### Data in this exercise
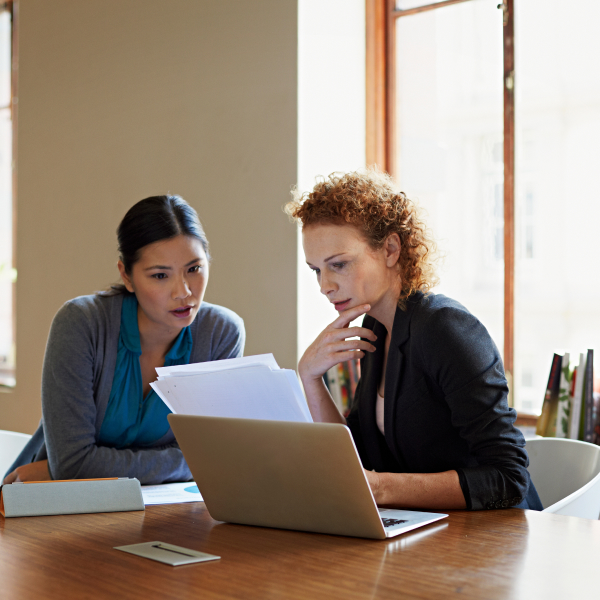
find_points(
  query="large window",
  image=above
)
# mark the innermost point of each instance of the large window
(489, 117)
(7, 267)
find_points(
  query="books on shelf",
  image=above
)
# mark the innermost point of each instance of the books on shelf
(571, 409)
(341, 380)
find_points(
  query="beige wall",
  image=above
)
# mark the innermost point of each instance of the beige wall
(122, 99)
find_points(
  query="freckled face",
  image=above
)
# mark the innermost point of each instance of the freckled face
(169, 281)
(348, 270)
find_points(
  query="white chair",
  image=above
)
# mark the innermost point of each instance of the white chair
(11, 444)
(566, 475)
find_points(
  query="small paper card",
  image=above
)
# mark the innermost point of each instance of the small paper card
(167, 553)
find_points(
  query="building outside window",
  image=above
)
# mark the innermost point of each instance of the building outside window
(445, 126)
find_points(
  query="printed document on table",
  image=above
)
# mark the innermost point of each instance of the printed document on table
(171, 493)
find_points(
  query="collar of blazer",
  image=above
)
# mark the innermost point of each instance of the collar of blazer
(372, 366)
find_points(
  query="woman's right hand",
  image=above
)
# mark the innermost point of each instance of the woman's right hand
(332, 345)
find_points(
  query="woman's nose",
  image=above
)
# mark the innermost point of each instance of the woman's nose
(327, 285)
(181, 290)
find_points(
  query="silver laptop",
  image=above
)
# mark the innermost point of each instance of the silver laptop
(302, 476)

...

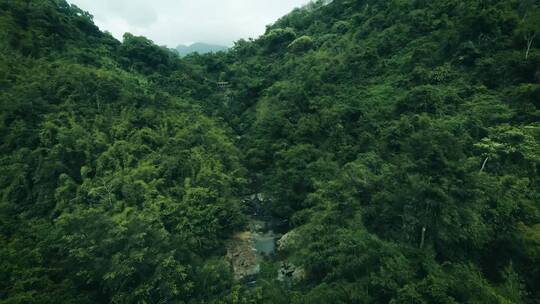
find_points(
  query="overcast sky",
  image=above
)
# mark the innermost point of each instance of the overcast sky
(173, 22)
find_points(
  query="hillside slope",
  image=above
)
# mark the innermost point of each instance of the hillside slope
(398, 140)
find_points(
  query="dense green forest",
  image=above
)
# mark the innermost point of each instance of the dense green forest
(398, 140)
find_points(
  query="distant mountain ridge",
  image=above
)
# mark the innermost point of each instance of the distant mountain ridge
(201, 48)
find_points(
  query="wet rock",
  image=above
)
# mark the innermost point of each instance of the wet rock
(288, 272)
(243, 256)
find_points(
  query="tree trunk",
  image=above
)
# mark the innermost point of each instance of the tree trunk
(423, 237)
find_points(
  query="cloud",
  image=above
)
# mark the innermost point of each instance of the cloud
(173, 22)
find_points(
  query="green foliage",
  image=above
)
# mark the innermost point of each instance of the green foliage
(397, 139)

### Work instructions
How many lines above contain the word "distant"? Reply with the number only.

### Output of the task
2